§ Document section:
DETROIT – According to the calendar hanging in his mother’s kitchen, Bradley Buckland, 22, should have been home on the Buttons Road in Detroit Saturday. He should have been enjoying the company of his young wife, his parents and siblings. He should have been riding in his 1970 Corvette, the car that his father spent the last year lovingly restoring for him.
Instead, the young U.S. Army infantryman recently was ordered to extend his tour of duty in Iraq, and on Saturday, two weeks after he originally was scheduled to return home, Buckland was shot by a sniper.
Early today he was to be flown in stable but critical condition from Germany to Walter Reed Army Medical Center in Washington, D.C., where his father, Greg, mother, Pam, and wife, Jennifer, 19, were to be waiting for him.
On Monday, Pam Buckland was busy packing belongings for the trip. Jennifer Buckland was curled up on the sofa. Greg Buckland was taking a nap. “Nobody slept last night,” Pam said, the weariness and worry evident on her face.
Outside the home, a bright yellow ribbon flapped from a tree by the driveway, but inside, the mood was somber. Pam sat on the living room floor with the family dog in her lap, absently smoothing the pile of the carpet as she talked.
“Greg knew the minute the phone rang,” she said. The call came at 8:45 a.m. Sunday and when the sound of the phone broke the usual Sunday morning quiet, her husband said, “I don’t like the sound of that,” Pam recalled.

§ Required action: Edit everything in the article from "DETROIT – According" down to "waiting for him.", changing "Corvette" to "Camaro". Work from the article alone.

§ Data:
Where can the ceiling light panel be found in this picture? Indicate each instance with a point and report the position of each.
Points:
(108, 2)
--
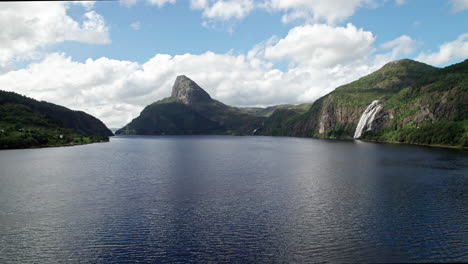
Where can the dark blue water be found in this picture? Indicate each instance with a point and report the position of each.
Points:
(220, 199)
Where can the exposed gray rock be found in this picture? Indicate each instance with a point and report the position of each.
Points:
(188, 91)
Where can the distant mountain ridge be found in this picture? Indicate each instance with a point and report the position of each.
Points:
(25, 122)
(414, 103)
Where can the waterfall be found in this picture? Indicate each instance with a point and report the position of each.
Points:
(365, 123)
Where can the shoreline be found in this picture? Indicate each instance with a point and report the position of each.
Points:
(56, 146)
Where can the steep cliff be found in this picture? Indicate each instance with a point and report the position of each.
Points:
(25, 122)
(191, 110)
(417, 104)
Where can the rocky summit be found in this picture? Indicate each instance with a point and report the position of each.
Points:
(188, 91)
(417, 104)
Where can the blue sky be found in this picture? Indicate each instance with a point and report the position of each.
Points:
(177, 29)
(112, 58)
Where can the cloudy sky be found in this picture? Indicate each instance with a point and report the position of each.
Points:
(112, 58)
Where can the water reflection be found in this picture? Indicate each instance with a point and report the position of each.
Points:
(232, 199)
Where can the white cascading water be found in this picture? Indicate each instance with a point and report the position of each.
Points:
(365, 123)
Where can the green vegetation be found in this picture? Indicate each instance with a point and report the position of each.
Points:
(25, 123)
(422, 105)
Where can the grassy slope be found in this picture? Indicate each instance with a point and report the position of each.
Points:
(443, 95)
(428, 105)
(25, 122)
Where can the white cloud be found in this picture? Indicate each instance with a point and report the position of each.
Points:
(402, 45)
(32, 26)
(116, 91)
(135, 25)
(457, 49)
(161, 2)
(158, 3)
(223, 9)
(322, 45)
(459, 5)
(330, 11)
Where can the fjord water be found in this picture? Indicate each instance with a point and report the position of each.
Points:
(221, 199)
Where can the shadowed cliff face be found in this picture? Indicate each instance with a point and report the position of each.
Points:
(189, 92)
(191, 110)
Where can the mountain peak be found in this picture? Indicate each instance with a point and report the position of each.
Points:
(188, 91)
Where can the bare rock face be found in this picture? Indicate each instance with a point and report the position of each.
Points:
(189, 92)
---
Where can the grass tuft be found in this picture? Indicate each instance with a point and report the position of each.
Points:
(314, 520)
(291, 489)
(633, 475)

§ Solution:
DETROIT – According to the calendar hanging in his mother’s kitchen, Bradley Buckland, 22, should have been home on the Buttons Road in Detroit Saturday. He should have been enjoying the company of his young wife, his parents and siblings. He should have been riding in his 1970 Camaro, the car that his father spent the last year lovingly restoring for him.
Instead, the young U.S. Army infantryman recently was ordered to extend his tour of duty in Iraq, and on Saturday, two weeks after he originally was scheduled to return home, Buckland was shot by a sniper.
Early today he was to be flown in stable but critical condition from Germany to Walter Reed Army Medical Center in Washington, D.C., where his father, Greg, mother, Pam, and wife, Jennifer, 19, were to be waiting for him.